> [How to complete this task]:
Return all entries word for word, but drop any images.

> [Excerpted data]:
==================================================
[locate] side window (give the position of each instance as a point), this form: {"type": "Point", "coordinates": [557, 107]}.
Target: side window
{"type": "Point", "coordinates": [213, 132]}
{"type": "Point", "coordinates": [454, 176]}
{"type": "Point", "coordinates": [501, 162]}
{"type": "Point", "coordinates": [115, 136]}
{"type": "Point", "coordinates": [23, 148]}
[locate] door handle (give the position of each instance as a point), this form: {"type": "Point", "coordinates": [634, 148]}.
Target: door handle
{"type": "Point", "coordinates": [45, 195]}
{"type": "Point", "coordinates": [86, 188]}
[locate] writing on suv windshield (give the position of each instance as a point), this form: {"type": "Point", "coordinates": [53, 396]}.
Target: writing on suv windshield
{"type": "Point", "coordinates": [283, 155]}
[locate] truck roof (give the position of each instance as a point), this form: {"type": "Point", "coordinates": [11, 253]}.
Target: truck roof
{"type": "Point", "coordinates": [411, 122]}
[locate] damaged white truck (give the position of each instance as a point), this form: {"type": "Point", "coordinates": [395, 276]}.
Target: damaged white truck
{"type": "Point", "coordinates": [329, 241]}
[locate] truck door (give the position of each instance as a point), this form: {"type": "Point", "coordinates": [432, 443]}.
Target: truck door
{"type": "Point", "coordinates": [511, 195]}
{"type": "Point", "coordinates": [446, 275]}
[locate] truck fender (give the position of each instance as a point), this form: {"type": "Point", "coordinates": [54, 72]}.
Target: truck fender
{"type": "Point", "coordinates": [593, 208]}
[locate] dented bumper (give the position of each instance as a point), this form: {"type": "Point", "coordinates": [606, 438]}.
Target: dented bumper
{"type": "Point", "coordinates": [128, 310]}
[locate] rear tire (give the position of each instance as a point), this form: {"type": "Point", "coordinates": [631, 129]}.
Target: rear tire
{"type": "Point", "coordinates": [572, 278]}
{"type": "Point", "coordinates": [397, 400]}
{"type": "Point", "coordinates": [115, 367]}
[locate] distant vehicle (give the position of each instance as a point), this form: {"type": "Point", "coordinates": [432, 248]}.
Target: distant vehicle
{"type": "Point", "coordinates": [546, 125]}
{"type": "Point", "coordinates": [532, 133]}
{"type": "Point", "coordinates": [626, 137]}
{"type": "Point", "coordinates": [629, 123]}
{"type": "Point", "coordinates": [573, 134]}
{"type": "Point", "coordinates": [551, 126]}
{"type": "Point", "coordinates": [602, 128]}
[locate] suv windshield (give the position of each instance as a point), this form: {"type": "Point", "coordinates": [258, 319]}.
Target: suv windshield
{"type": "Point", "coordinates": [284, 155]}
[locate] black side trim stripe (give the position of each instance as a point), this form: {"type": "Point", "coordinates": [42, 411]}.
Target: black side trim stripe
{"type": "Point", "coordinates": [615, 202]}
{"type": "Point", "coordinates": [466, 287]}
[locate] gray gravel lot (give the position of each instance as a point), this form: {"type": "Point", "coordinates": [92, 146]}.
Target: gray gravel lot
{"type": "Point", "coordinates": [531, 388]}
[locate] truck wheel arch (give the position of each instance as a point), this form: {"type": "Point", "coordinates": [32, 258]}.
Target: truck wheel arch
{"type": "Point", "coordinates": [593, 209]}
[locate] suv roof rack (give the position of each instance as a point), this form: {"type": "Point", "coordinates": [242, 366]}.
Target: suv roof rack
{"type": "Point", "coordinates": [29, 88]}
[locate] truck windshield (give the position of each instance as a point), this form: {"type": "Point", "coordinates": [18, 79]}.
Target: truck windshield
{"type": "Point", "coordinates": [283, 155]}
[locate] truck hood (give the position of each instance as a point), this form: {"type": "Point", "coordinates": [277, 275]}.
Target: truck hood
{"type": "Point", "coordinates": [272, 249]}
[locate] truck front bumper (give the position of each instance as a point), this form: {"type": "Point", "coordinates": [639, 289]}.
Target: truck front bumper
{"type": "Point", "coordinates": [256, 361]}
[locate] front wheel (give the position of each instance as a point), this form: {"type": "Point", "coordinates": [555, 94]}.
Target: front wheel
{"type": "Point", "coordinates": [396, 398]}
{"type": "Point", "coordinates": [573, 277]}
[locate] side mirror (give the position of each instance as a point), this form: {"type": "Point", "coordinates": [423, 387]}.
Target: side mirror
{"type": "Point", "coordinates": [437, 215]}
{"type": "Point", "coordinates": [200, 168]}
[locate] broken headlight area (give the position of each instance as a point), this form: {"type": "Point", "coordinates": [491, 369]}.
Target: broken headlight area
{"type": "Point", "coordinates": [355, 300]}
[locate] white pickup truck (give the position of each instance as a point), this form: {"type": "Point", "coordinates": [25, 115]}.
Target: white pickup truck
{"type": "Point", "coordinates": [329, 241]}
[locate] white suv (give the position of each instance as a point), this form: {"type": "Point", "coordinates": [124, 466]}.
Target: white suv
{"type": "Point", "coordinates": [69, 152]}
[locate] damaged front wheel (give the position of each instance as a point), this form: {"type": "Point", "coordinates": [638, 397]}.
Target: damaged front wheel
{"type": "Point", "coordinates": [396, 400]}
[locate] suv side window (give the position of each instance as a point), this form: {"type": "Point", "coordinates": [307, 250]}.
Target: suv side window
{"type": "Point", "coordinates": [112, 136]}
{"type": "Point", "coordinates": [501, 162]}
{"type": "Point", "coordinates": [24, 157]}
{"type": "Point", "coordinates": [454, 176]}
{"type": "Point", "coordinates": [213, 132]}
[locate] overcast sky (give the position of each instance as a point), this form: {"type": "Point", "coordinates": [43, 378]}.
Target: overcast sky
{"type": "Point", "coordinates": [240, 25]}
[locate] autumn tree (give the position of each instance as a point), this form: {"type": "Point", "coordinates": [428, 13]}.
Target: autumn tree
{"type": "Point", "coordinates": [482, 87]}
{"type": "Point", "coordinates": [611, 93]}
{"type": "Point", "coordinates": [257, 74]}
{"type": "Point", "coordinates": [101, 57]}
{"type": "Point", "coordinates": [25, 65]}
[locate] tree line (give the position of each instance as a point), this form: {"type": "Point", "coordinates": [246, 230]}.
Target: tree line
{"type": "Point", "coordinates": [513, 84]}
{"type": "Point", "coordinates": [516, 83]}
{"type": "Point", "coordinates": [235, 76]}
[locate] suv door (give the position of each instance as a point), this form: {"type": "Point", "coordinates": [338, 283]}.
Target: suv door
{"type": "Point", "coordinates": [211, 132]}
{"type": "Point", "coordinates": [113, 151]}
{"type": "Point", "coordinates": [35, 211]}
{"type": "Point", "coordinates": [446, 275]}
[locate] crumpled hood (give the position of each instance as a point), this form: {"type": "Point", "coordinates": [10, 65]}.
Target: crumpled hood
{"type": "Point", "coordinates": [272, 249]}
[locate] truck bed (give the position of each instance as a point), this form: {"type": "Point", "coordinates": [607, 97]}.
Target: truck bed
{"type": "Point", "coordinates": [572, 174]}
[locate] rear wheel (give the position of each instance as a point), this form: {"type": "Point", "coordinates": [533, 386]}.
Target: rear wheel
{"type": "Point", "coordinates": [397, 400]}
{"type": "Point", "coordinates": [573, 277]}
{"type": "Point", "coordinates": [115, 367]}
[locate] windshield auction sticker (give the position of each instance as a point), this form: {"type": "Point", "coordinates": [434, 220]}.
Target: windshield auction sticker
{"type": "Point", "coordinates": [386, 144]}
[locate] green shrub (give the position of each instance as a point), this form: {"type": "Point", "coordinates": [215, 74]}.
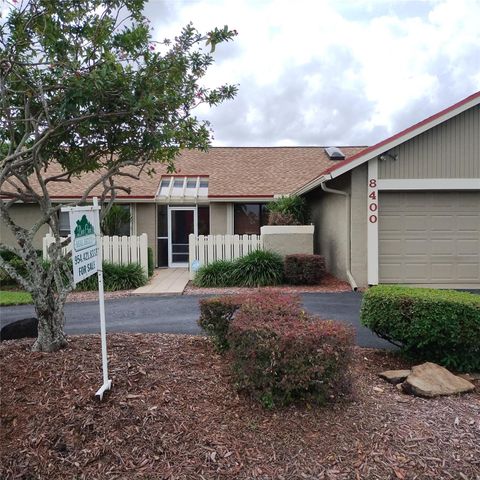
==================================================
> [Response]:
[locate] side window (give the position of each instance as a point), this form: {"type": "Point", "coordinates": [557, 107]}.
Target: side window
{"type": "Point", "coordinates": [213, 132]}
{"type": "Point", "coordinates": [454, 176]}
{"type": "Point", "coordinates": [501, 162]}
{"type": "Point", "coordinates": [115, 136]}
{"type": "Point", "coordinates": [23, 148]}
[locate] door handle (give the position of each instance as a point), this form: {"type": "Point", "coordinates": [634, 148]}.
Target: door handle
{"type": "Point", "coordinates": [45, 195]}
{"type": "Point", "coordinates": [86, 188]}
[locate] writing on suv windshield (give the position of each instance as a point), this form: {"type": "Point", "coordinates": [53, 396]}.
Target: writing on suv windshield
{"type": "Point", "coordinates": [283, 155]}
[locate] truck roof (give the position of each instance as a point), this form: {"type": "Point", "coordinates": [11, 253]}.
Target: truck roof
{"type": "Point", "coordinates": [411, 122]}
[locate] damaged white truck (give the position of each instance as a point), this form: {"type": "Point", "coordinates": [395, 276]}.
Target: damaged white truck
{"type": "Point", "coordinates": [329, 241]}
[locate] truck door (give the position of each instance as a point), this form: {"type": "Point", "coordinates": [432, 443]}.
Target: truck door
{"type": "Point", "coordinates": [511, 195]}
{"type": "Point", "coordinates": [446, 275]}
[locate] truck fender (give the position of each instance as a point), this form: {"type": "Point", "coordinates": [54, 72]}.
Target: truck fender
{"type": "Point", "coordinates": [593, 208]}
[locate] dented bumper (give the position of each instance as a point), this form: {"type": "Point", "coordinates": [606, 438]}.
Target: dented bumper
{"type": "Point", "coordinates": [128, 310]}
[locate] rear tire (give the position of each instance as a point), this form: {"type": "Point", "coordinates": [631, 129]}.
Target: rear tire
{"type": "Point", "coordinates": [572, 278]}
{"type": "Point", "coordinates": [397, 400]}
{"type": "Point", "coordinates": [115, 367]}
[locate] distant vehicle (give the position of each instance as a point), this form: {"type": "Point", "coordinates": [432, 248]}.
Target: distant vehicle
{"type": "Point", "coordinates": [546, 125]}
{"type": "Point", "coordinates": [532, 133]}
{"type": "Point", "coordinates": [626, 137]}
{"type": "Point", "coordinates": [629, 123]}
{"type": "Point", "coordinates": [573, 134]}
{"type": "Point", "coordinates": [551, 126]}
{"type": "Point", "coordinates": [602, 128]}
[locate] suv windshield (give the position of each instance as a point), this form: {"type": "Point", "coordinates": [258, 319]}.
Target: suv windshield
{"type": "Point", "coordinates": [284, 155]}
[locate] black side trim stripe (give the position of each instance as a point), this form: {"type": "Point", "coordinates": [42, 411]}.
Target: black side trim stripe
{"type": "Point", "coordinates": [615, 202]}
{"type": "Point", "coordinates": [466, 287]}
[locate] gray gravel lot (give the position of each instance as a point), this form: {"type": "Point", "coordinates": [92, 146]}.
Target: gray gravel lot
{"type": "Point", "coordinates": [531, 388]}
[locate] truck wheel arch (give the position of each instance as a point), this form: {"type": "Point", "coordinates": [32, 258]}.
Target: truck wheel arch
{"type": "Point", "coordinates": [593, 209]}
[locate] suv roof rack (give the position of each instance as a point), this form: {"type": "Point", "coordinates": [242, 366]}.
Target: suv roof rack
{"type": "Point", "coordinates": [29, 88]}
[locate] truck windshield (give the position of each instance as a point), this form: {"type": "Point", "coordinates": [18, 79]}.
Target: truck windshield
{"type": "Point", "coordinates": [283, 155]}
[locate] truck hood (give the position of each instance as a point), this form: {"type": "Point", "coordinates": [277, 275]}.
Target: truck hood
{"type": "Point", "coordinates": [272, 249]}
[locate] truck front bumper (give the position of each instance as a point), this form: {"type": "Point", "coordinates": [639, 289]}.
Target: truck front bumper
{"type": "Point", "coordinates": [256, 361]}
[locate] front wheel (give the position of each instance as a point), this form: {"type": "Point", "coordinates": [555, 94]}.
Target: front wheel
{"type": "Point", "coordinates": [396, 398]}
{"type": "Point", "coordinates": [573, 277]}
[locate] side mirror (give the position of each instance as a point), this form: {"type": "Point", "coordinates": [423, 387]}.
Target: side mirror
{"type": "Point", "coordinates": [437, 215]}
{"type": "Point", "coordinates": [200, 168]}
[locate] broken headlight area (give the position of each instance as a point), this form: {"type": "Point", "coordinates": [491, 369]}.
Target: broken headlight area
{"type": "Point", "coordinates": [355, 300]}
[locate] white pickup truck (give the position of each instance as a point), this form: {"type": "Point", "coordinates": [25, 115]}.
Target: white pickup truck
{"type": "Point", "coordinates": [329, 241]}
[locate] white suv (give the position of each instance as a point), this form: {"type": "Point", "coordinates": [124, 466]}.
Target: white suv
{"type": "Point", "coordinates": [69, 152]}
[locate] damaged front wheel (give the position of each instance as a point), this form: {"type": "Point", "coordinates": [638, 397]}.
Target: damaged front wheel
{"type": "Point", "coordinates": [396, 400]}
[locate] suv side window (give the position of each instance as a point), this form: {"type": "Point", "coordinates": [307, 250]}.
Target: suv side window
{"type": "Point", "coordinates": [112, 136]}
{"type": "Point", "coordinates": [501, 162]}
{"type": "Point", "coordinates": [24, 157]}
{"type": "Point", "coordinates": [454, 176]}
{"type": "Point", "coordinates": [213, 132]}
[locate] overcast sky (give the position of each instance as a point), this form: {"type": "Point", "coordinates": [43, 378]}.
Target: overcast sky
{"type": "Point", "coordinates": [240, 25]}
[locate] autumn tree (give the position of each instance as a point), this form: {"type": "Point", "coordinates": [428, 13]}.
Target: autumn tree
{"type": "Point", "coordinates": [482, 87]}
{"type": "Point", "coordinates": [611, 93]}
{"type": "Point", "coordinates": [257, 74]}
{"type": "Point", "coordinates": [101, 57]}
{"type": "Point", "coordinates": [25, 65]}
[locate] tree line (give the position of each instance as a point), this form: {"type": "Point", "coordinates": [246, 230]}.
Target: tree line
{"type": "Point", "coordinates": [513, 84]}
{"type": "Point", "coordinates": [516, 83]}
{"type": "Point", "coordinates": [235, 76]}
[locate] suv door (give the position of each instance as a point), this form: {"type": "Point", "coordinates": [338, 283]}.
Target: suv door
{"type": "Point", "coordinates": [211, 132]}
{"type": "Point", "coordinates": [113, 151]}
{"type": "Point", "coordinates": [35, 211]}
{"type": "Point", "coordinates": [446, 275]}
[locate] crumpled hood (give the position of each instance as a point), this form: {"type": "Point", "coordinates": [10, 65]}.
Target: crumpled hood
{"type": "Point", "coordinates": [272, 249]}
[locate] truck bed (give the position of each instance as a point), this form: {"type": "Point", "coordinates": [607, 97]}.
Target: truck bed
{"type": "Point", "coordinates": [572, 174]}
[locate] rear wheel (give the position of each instance as a point), this form: {"type": "Point", "coordinates": [533, 386]}.
Target: rear wheel
{"type": "Point", "coordinates": [397, 400]}
{"type": "Point", "coordinates": [573, 277]}
{"type": "Point", "coordinates": [115, 367]}
[locate] windshield auction sticker (give the position of each instance as a point), this form: {"type": "Point", "coordinates": [434, 220]}.
Target: windshield auction sticker
{"type": "Point", "coordinates": [386, 144]}
[locate] green shrub (give the position of each instance as a point), this form: {"type": "Point", "coordinates": [215, 74]}.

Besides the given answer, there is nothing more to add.